#### WORK TO COMPLETE:
Output every line of the material exactly.
-=-=-
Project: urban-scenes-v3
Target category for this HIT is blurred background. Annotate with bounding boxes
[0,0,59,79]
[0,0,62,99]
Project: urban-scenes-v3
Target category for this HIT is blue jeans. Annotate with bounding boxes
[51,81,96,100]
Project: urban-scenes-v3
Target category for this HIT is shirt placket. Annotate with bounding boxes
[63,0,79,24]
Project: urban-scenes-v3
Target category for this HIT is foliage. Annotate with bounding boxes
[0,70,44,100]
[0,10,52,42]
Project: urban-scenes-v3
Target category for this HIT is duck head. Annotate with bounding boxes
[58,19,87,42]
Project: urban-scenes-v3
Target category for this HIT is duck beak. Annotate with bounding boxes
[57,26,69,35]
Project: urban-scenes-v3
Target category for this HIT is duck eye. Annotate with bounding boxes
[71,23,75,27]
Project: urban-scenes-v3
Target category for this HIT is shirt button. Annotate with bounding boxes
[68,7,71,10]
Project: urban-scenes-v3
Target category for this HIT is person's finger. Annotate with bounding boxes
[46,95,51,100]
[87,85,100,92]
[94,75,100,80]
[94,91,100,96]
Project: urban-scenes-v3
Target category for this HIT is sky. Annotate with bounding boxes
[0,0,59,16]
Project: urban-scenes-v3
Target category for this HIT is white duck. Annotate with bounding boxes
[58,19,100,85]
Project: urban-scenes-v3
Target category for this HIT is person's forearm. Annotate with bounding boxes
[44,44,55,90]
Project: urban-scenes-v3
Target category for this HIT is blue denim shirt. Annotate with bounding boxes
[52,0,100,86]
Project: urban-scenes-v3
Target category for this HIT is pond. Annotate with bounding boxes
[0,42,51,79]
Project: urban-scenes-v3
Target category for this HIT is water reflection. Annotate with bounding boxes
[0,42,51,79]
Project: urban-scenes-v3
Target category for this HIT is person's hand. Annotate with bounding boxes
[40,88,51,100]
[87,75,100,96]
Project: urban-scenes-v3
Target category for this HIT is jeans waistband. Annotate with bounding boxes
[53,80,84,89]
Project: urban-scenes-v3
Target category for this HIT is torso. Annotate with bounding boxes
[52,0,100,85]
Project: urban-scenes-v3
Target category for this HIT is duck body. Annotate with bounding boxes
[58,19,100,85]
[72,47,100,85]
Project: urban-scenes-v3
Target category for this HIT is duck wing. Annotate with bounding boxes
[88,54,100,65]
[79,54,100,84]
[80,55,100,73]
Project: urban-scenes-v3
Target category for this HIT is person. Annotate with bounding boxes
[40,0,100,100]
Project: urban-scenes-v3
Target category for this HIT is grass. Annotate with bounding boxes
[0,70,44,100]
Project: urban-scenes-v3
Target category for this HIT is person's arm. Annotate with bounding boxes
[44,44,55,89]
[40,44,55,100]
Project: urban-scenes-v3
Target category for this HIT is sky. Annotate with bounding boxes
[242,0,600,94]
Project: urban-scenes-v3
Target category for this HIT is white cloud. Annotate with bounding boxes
-=-=-
#### OUTPUT:
Project: urban-scenes-v3
Target category for this HIT is blurred background. Annotate with bounding boxes
[0,0,59,79]
[0,0,62,99]
Project: urban-scenes-v3
Target category for this HIT is blue jeans. Annotate with bounding boxes
[51,81,96,100]
Project: urban-scenes-v3
Target category for this HIT is shirt placket. Annotate with bounding boxes
[63,0,79,24]
Project: urban-scenes-v3
Target category for this HIT is foliage. Annotate with bounding boxes
[0,70,44,100]
[0,10,52,42]
Project: urban-scenes-v3
Target category for this HIT is duck head. Annotate with bounding boxes
[58,19,87,42]
Project: urban-scenes-v3
Target category for this HIT is duck beak. Annotate with bounding boxes
[57,26,69,35]
Project: urban-scenes-v3
Target category for this HIT is duck eye. Annotate with bounding boxes
[71,23,75,27]
Project: urban-scenes-v3
Target category for this HIT is shirt button. Annotate with bounding boxes
[68,7,71,10]
Project: urban-scenes-v3
Target category for this HIT is person's finger. Annotate with bounding boxes
[46,95,51,100]
[87,85,100,92]
[94,75,100,80]
[94,91,100,96]
Project: urban-scenes-v3
Target category for this HIT is sky. Annotate with bounding boxes
[0,0,59,16]
Project: urban-scenes-v3
Target category for this HIT is white duck. Annotate with bounding boxes
[58,19,100,85]
Project: urban-scenes-v3
Target category for this HIT is person's forearm. Annotate with bounding boxes
[44,44,55,90]
Project: urban-scenes-v3
Target category for this HIT is blue denim shirt. Annotate with bounding boxes
[52,0,100,86]
Project: urban-scenes-v3
Target category for this HIT is pond. Annotate with bounding boxes
[0,42,51,79]
Project: urban-scenes-v3
Target category for this HIT is water reflection. Annotate with bounding boxes
[0,42,51,79]
Project: urban-scenes-v3
Target category for this HIT is person's hand. Annotate with bounding boxes
[40,88,51,100]
[87,75,100,96]
Project: urban-scenes-v3
Target category for this HIT is jeans waistband. Annotate with bounding boxes
[53,80,84,89]
Project: urban-scenes-v3
Target category for this HIT is torso. Annotate with bounding boxes
[52,0,100,85]
Project: urban-scenes-v3
Target category for this HIT is duck body. Annotate with bounding boxes
[58,19,100,85]
[72,47,100,85]
Project: urban-scenes-v3
Target category for this HIT is duck wing. Annotate with bounding boxes
[88,54,100,65]
[79,54,100,84]
[80,55,100,73]
Project: urban-scenes-v3
Target category for this HIT is person. Annotate with bounding boxes
[40,0,100,100]
Project: urban-scenes-v3
Target category for this HIT is grass. Annotate with bounding boxes
[0,70,44,100]
Project: urban-scenes-v3
Target category for this HIT is person's arm. Annotate with bounding boxes
[44,44,55,89]
[40,44,55,100]
Project: urban-scenes-v3
Target category for this HIT is sky. Annotate with bounding boxes
[242,0,600,94]
Project: urban-scenes-v3
Target category for this HIT is white cloud. Annotate with bounding boxes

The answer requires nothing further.